● **Written instruction**
Which lines in the listing below contain the string "backpack", matched with case counting? Pull out each such line and copy it in full.

Exercise materials start

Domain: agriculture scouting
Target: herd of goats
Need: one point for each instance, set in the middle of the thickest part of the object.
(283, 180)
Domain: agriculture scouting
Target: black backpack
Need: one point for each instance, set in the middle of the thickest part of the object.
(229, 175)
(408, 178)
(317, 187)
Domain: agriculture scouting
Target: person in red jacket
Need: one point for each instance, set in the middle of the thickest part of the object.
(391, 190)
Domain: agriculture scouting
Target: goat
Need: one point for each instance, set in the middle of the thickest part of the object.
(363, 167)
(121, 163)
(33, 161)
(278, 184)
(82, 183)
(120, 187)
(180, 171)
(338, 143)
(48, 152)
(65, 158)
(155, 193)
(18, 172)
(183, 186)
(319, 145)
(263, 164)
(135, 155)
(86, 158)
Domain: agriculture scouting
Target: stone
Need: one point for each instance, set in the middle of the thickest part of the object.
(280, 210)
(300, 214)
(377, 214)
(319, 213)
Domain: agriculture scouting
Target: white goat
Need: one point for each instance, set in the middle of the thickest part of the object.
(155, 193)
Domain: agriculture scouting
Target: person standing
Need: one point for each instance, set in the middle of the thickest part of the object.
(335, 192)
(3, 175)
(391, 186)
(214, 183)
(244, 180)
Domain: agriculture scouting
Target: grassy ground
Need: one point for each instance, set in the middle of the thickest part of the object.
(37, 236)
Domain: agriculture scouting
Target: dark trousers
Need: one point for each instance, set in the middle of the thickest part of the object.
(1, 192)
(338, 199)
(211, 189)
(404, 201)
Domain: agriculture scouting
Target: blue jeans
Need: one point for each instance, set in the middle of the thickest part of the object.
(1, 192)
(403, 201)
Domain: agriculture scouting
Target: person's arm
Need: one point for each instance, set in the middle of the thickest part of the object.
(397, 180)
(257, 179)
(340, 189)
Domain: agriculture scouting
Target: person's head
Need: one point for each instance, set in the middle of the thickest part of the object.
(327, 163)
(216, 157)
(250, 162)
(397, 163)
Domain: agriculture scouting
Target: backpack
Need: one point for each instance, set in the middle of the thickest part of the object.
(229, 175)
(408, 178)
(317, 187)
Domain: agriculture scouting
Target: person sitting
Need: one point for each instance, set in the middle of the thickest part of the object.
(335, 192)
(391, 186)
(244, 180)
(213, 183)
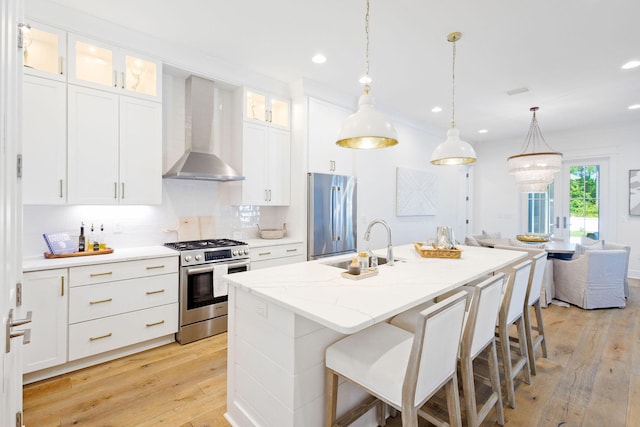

Exercise materials end

● **Solution for this task**
Target: black backpack
Target: backpack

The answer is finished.